Problem statement: Leaving the images aside, transcribe all the data below exactly.

Material for the task:
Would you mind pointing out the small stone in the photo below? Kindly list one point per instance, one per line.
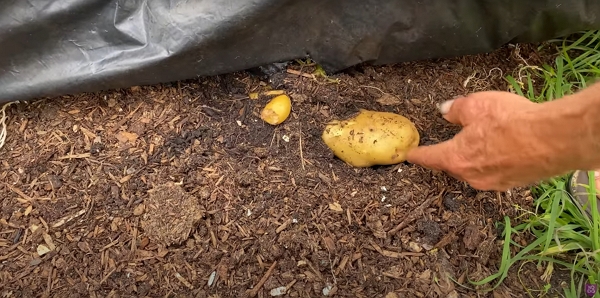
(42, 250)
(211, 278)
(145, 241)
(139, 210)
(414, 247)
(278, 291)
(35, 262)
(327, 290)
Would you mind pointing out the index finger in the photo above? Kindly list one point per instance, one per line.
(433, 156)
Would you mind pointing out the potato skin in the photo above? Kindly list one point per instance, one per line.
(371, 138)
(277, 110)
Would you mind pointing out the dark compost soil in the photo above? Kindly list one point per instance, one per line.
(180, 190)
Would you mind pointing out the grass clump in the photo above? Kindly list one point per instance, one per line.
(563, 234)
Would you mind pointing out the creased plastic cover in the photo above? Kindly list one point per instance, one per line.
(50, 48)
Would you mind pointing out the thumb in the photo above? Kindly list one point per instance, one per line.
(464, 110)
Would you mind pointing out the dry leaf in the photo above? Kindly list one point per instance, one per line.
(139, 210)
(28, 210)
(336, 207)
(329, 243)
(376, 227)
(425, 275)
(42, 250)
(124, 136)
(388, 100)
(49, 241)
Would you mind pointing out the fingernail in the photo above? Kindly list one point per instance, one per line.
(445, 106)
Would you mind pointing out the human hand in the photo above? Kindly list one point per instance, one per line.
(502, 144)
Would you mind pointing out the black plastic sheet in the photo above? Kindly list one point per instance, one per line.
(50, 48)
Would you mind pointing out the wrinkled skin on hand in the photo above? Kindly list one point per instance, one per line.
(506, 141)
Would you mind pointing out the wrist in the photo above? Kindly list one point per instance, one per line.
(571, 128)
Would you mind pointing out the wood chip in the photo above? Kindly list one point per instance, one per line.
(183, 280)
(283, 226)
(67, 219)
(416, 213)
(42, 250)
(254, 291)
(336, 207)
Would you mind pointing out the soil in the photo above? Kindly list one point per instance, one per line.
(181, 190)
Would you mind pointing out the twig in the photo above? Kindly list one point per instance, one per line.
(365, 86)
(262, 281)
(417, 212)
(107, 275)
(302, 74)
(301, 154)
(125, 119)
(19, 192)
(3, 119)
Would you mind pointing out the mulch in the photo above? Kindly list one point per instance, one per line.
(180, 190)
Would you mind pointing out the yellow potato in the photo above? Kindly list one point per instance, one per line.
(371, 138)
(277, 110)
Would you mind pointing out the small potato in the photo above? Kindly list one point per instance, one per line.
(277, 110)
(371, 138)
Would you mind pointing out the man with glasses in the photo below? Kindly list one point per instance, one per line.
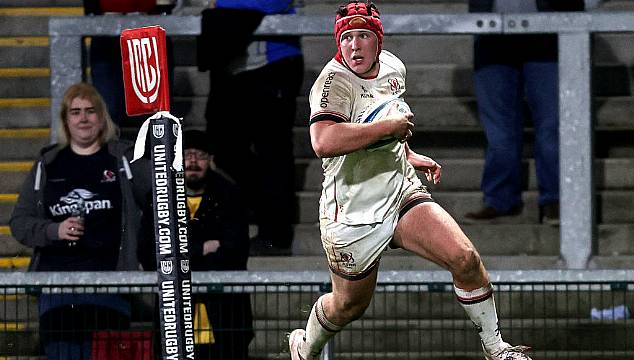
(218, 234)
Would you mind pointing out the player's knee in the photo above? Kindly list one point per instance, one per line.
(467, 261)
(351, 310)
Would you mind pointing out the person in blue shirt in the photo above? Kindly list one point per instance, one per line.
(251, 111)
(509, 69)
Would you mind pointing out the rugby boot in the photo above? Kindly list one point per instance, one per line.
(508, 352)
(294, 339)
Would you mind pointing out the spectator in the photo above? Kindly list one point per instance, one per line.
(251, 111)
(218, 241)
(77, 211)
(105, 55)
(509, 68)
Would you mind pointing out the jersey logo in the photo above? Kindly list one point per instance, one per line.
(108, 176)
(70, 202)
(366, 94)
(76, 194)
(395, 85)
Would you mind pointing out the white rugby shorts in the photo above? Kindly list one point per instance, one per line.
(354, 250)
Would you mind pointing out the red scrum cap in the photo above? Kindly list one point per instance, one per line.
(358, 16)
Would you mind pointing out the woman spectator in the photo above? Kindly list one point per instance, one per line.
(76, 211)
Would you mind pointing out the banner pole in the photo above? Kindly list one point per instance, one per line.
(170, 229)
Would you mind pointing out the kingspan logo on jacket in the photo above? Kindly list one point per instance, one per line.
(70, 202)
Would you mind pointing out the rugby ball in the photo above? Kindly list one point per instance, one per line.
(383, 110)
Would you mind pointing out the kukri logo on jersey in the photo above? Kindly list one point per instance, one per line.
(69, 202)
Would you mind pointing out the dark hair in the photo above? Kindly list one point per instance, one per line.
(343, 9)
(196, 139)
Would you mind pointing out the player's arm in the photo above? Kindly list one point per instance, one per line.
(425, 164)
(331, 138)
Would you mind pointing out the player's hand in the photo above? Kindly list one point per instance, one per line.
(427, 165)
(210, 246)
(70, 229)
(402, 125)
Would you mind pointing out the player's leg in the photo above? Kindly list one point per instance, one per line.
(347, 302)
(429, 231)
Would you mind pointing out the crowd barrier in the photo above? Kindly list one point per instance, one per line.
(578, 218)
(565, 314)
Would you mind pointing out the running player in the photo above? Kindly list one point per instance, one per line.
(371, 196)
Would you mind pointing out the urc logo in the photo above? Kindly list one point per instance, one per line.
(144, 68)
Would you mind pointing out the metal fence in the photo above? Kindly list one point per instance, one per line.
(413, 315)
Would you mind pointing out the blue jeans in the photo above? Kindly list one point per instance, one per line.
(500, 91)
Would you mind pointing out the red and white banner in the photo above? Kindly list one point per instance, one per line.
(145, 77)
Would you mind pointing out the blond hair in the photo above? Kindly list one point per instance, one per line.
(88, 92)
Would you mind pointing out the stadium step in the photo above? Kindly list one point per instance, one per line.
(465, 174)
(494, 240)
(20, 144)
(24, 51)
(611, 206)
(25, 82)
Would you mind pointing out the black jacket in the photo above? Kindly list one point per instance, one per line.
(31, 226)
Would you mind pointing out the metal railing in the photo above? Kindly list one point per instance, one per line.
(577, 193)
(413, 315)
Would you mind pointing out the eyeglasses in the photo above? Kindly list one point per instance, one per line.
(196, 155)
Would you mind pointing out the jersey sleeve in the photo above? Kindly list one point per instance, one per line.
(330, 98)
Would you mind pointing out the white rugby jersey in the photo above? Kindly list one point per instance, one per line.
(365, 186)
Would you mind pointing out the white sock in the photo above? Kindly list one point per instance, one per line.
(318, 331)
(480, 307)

Task result:
Would you mind pointing out the small stone in the photo below? Kindly list one point per instance, one per line.
(42, 250)
(211, 278)
(145, 241)
(139, 210)
(414, 247)
(278, 291)
(35, 262)
(327, 290)
Would you mind pointing out the index finger in the photo above? Kindly list one point per instance, one per line.
(433, 156)
Would you mind pointing out the potato skin in the photo above? Kindly list one point per instance, one per line.
(371, 138)
(277, 110)
Would you mind pointing out the dark compost soil in the photo above? Kindly list one point per instance, one per line.
(180, 190)
Would you mind pointing out the grass clump in the photo above? Kindly list one point per instance, one per line.
(563, 234)
Would you mind pointing out the creased plastic cover in the photo above? Kindly list one point per instance, one per line.
(50, 48)
Would you mind pointing out the thumb in the photo above? Kindly list one point per instance, one per line.
(464, 110)
Would you mind pointing out the dry leaf in the photo above? Kindly list one point per instance, one per line.
(139, 210)
(28, 210)
(336, 207)
(329, 243)
(376, 227)
(425, 275)
(42, 250)
(124, 136)
(388, 100)
(49, 241)
Would you mind pointing out the fingernail in the photo above? Kindly list one point per instance, one per line.
(445, 106)
Would you mind pointing out the human hand in the photo above? Kindly list one point per instance, one per line.
(502, 144)
Would you mind pointing out the black plastic sheet in the photo above? Kindly list one point per instance, one per line.
(50, 48)
Would you mind pointing out the wrinkled skin on hand in the photo above? Kindly list one point per instance, one per line.
(506, 141)
Would you mind pointing out the wrist in the photo above? Kindly list one point per instance, one per line.
(571, 128)
Would you mind pointing out the wood chip in the photo above? Kindly list one point per instance, one per line.
(183, 280)
(283, 226)
(67, 219)
(416, 213)
(42, 250)
(254, 291)
(336, 207)
Would you mind pointing out the soil in the photo above? Kindly list one point per instance, one per line.
(181, 190)
Would you mind pointing out the twig in the photo above? Kindly list one point per instance, one per line.
(365, 86)
(262, 281)
(417, 212)
(107, 275)
(302, 74)
(301, 154)
(125, 119)
(19, 192)
(3, 119)
Would you mind pointing out the mulch in the photo above? Kindly list one point per instance, one per line.
(180, 190)
Would you mind pointing out the yellow potato in the photo above? Kindly list one point per instance, one per line.
(371, 138)
(277, 110)
Would you mind pointing out the small potato in the photo above? Kindly list one point per instance, one per line.
(277, 110)
(371, 138)
Would you mind pointing out the man with glasses in the photo below? Kindly list one point per instance, one per line.
(218, 234)
Would you mind pointing out the player's knee in the photo above? Kindly list one point per instance, one per line.
(467, 261)
(351, 310)
Would you mind pointing out the person in blue shirt in the photo above? Kindly list one point per instance, one per line.
(251, 111)
(509, 69)
Would you mind pointing out the rugby boot in the photo above? Kindly list one point per instance, one per line.
(508, 352)
(294, 339)
Would you mind pointing out the spectator in the photo above? Kindly list one point per instance, one per line.
(251, 111)
(218, 241)
(77, 211)
(105, 55)
(509, 68)
Would you mind pointing out the jersey logo in the photo above? Kindly list one point per instance, one per line.
(108, 176)
(70, 202)
(366, 94)
(76, 194)
(395, 85)
Would you mind pointing out the white rugby shorts in the photo above? Kindly list one point per instance, one per line.
(354, 250)
Would you mind pointing out the red scrum cap in the photo above? Kindly list one point per instance, one per line.
(358, 16)
Would you mind pointing out the woman spectator in the photo above? Kindly list one point per instance, one per line.
(76, 211)
Would you mind pointing out the banner pole in the photo above? Kindly list one point per instance, one per line.
(170, 229)
Would you mind pointing out the kingspan logo on jacket in the photo above? Kindly list one point per instance, one per line.
(70, 202)
Would you mind pointing out the rugby ball in the photo above? Kindly list one point per instance, one per line.
(383, 110)
Would you mind pointing out the kukri logo on jersey in the photo above? Kindly list one point per instance, one per line.
(69, 202)
Would you mind pointing out the dark hair in the photo above? Kindly list one point per instance, one per line.
(343, 9)
(196, 139)
Would you mind pointing out the player's arm in the photo above? Kindly list one point per instance, one per line.
(425, 164)
(331, 138)
Would you mind pointing out the player's hand in the photo above? Kindly list one point per instance, one per line.
(427, 165)
(210, 246)
(70, 229)
(402, 125)
Would you mind pointing out the player's leg in the photo above? Kindly list one point per instance, one per line.
(347, 302)
(429, 231)
Would you mind pointing out the crowd barrier in the photo above? Kindly list one point per instance, one per line.
(578, 218)
(565, 314)
Would you mind pointing out the running player in the photo above? Kindly list one point per instance, one per line.
(371, 196)
Would you mind pointing out the urc logo in the photo above? Kindly list one point per instance, one per line.
(144, 68)
Would you mind pointing out the metal fence in the photo above? Kindly list one point per instance, one per line.
(413, 315)
Would you mind pointing out the blue jeans in the photo above? Kindly list one point per instance, one per line.
(500, 91)
Would you mind pointing out the red and white banner in the photo above? Kindly list one point per instance, one per line.
(145, 77)
Would you mind pointing out the blond hair in the photo above? Kindly list one point per instance, one per line.
(88, 92)
Would you mind pointing out the stadium step in the photo above? Kindly list one point per instance, one per line.
(465, 174)
(494, 240)
(20, 144)
(24, 51)
(611, 206)
(25, 82)
Would you mind pointing out the black jacket in the photo above? Kindly list one point per instance, one per line.
(31, 226)
Would you mind pointing out the metal railing in the photo above? Kindly list one point per instance, one per line.
(577, 193)
(413, 315)
Would you mind pointing out the eyeglasses in the photo above? Kindly list one point per instance, one per line.
(196, 155)
Would you mind pointing out the jersey sleeve in the photo above? Kindly list one point per instance, one per line.
(330, 98)
Would you mind pointing out the white rugby jersey in the photo above? Kindly list one point per instance, one per line.
(365, 186)
Would you mind pointing out the white sock in the photo above? Kindly list one point per instance, one per line.
(318, 331)
(480, 307)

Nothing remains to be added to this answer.